Iceland's emergency communications goes green

Iceland's emergency communications goes green


Icelandic's state-owned telecoms provider Neyðarlínan ohf has partnered with GenCell Energy to overcome challenging power requirements while reducing its environmental impact.

Neyðarlínan ohf is to install the zero-emission GenCell A5 off-grid power solution at its Emergency Communications System (ECS) station on the outskirts of Reykjavik (pictured) to back up its current power supply and replace the grid in remote locations.

Neydarlinan ohf CEO, Thorhallur Olafsson, explained: “Here in the challenging climate and weather conditions in Iceland, we have deployed many different power solutions in an effort to ensure uninterrupted power for our networks and more recently in efforts to transition to clean renewable energy sources."

By extracting hydrogen from liquid ammonia – an effective carbon-free hydrogen carrier –GenCell A5 will provide 24/7 primary power to the ECS station. The unit is being shipped from Israel and is expected to reach Iceland in February.

“We are committed to delivering highest quality of service to our customers and to do so we rely on resilient, robust power. The versatile A5 stand-alone power source will not only back up our electric grid during outages and in dense network conditions but will also replace the grid in remote locations, and it will do this while helping us meet our sustainability objectives. We look forward to positive results of the advanced testing unit to expand the A5 deployment,” he continued.

Neyðarlínan ohf operates Iceland's ECS, including the national emergency number 112, the National Tetra Telecommunication Service and the Icelandic Maritime Service.

Olafsson added: "Especially now during the Coronavirus, we recognise that our customers – and among these especially our first responders – are in need of emergency access and continuous connectivity, including connectivity for critical applications such as our 112 emergency number, medical facilities, communications between emergency service providers as well as other public and private institutions that rely on mobile networks for e-commerce, remote work, tele-learning and many other digital services."
# # # #
TASKS
1 - Transcribe the Neyðarlínan article from "Neyðarlínan ohf operates" up to and including "Icelandic Maritime Service.".
2 - Shorten the paragraph of the Neyðarlínan article that begins "We are committed to delivering" into a few sentences that keep its main facts.

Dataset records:
# # # #
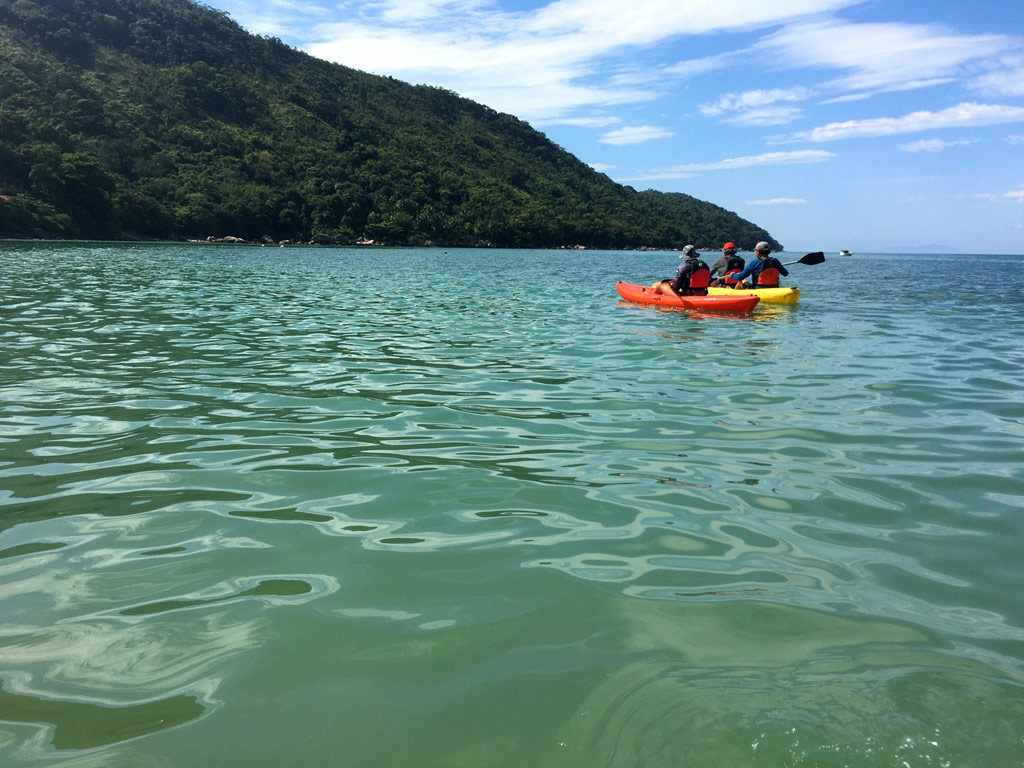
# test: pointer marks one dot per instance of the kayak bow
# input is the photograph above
(781, 295)
(734, 301)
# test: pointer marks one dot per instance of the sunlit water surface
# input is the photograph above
(337, 507)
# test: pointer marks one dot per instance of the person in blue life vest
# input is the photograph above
(762, 271)
(727, 267)
(691, 278)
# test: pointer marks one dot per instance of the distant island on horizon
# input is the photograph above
(166, 120)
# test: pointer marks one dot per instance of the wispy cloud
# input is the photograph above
(545, 62)
(883, 57)
(1016, 196)
(1005, 78)
(933, 144)
(635, 134)
(758, 107)
(602, 121)
(753, 161)
(962, 116)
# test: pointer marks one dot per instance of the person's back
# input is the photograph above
(764, 271)
(727, 266)
(692, 276)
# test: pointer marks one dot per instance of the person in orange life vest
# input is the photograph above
(762, 271)
(727, 266)
(691, 278)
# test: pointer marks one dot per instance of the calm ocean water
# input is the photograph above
(337, 507)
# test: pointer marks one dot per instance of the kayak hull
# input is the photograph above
(782, 295)
(727, 303)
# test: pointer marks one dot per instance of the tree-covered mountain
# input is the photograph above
(164, 119)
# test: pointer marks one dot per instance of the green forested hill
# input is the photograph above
(164, 119)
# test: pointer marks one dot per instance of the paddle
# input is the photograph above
(811, 258)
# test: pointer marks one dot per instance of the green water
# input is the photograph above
(337, 507)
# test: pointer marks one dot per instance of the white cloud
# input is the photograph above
(768, 159)
(635, 134)
(1006, 77)
(962, 116)
(1016, 196)
(758, 107)
(542, 64)
(592, 122)
(883, 57)
(933, 144)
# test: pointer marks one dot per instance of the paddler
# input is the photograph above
(691, 278)
(727, 267)
(762, 271)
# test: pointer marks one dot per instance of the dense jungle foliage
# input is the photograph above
(163, 119)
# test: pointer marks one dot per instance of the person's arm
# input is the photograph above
(747, 270)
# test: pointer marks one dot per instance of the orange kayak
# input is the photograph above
(728, 303)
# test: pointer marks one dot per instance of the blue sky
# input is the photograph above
(866, 125)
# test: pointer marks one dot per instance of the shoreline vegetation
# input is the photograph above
(165, 120)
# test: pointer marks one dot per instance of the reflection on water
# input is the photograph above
(256, 508)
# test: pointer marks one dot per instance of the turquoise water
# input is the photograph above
(338, 507)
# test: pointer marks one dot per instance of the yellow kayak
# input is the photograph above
(781, 295)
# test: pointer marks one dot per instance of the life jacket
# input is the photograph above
(768, 278)
(701, 278)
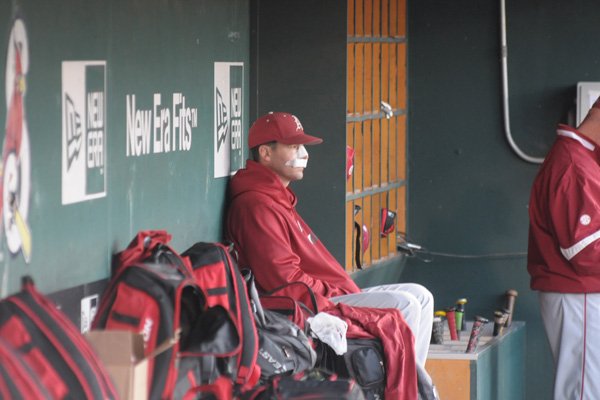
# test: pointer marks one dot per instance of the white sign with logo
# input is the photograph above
(83, 130)
(228, 101)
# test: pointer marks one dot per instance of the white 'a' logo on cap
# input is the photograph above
(298, 124)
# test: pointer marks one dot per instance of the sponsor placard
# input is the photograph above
(228, 136)
(83, 130)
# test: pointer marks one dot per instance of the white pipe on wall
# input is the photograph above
(504, 58)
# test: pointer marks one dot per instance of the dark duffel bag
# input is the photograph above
(313, 384)
(363, 362)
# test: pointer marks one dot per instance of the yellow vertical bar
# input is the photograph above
(385, 18)
(385, 133)
(401, 76)
(358, 17)
(349, 235)
(393, 18)
(350, 80)
(376, 17)
(393, 70)
(393, 158)
(401, 146)
(368, 86)
(366, 219)
(350, 17)
(376, 76)
(359, 78)
(376, 152)
(401, 17)
(366, 163)
(368, 17)
(350, 142)
(358, 157)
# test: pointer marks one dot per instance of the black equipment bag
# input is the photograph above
(284, 348)
(313, 384)
(363, 361)
(51, 345)
(216, 271)
(17, 379)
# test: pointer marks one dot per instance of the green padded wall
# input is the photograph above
(111, 129)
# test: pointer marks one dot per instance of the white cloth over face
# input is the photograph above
(301, 159)
(331, 330)
(572, 322)
(414, 301)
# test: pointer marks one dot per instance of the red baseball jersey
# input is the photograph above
(564, 215)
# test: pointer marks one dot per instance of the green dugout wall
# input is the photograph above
(116, 116)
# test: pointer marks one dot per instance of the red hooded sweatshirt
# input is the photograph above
(275, 242)
(279, 247)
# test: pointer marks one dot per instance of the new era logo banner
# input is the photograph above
(228, 143)
(83, 130)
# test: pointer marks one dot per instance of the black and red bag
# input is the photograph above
(52, 347)
(153, 292)
(17, 379)
(215, 270)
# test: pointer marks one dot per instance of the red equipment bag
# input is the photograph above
(17, 379)
(191, 345)
(51, 345)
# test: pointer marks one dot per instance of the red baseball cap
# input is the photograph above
(279, 127)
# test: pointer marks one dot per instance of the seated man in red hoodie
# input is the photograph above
(279, 247)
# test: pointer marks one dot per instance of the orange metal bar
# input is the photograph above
(376, 17)
(358, 157)
(368, 17)
(385, 17)
(350, 17)
(350, 80)
(359, 29)
(359, 78)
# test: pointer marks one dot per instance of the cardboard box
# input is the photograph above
(122, 353)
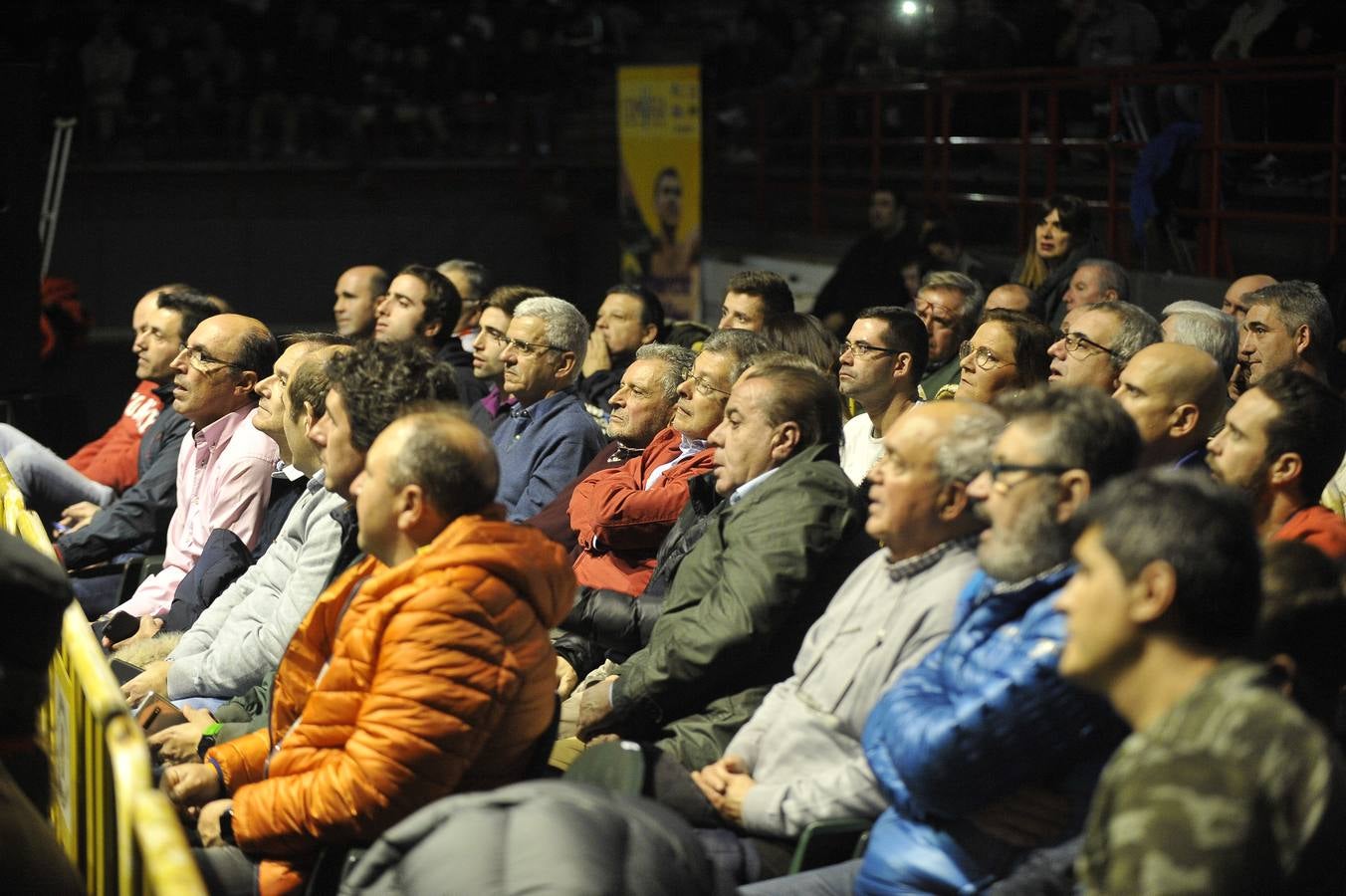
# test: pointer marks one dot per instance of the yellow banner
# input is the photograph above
# # # #
RESPONSES BY TASK
1 -
Neyðarlínan ohf operates Iceland's ECS, including the national emergency number 112, the National Tetra Telecommunication Service and the Icelandic Maritime Service.

2 - Neyðarlínan wants to give customers the best service, and that depends on resilient, robust power. The A5 will back up the grid during outages and in dense network conditions, replace the grid in remote locations, and help the company meet its sustainability goals. Good results from the advanced testing unit would lead to wider use of the A5.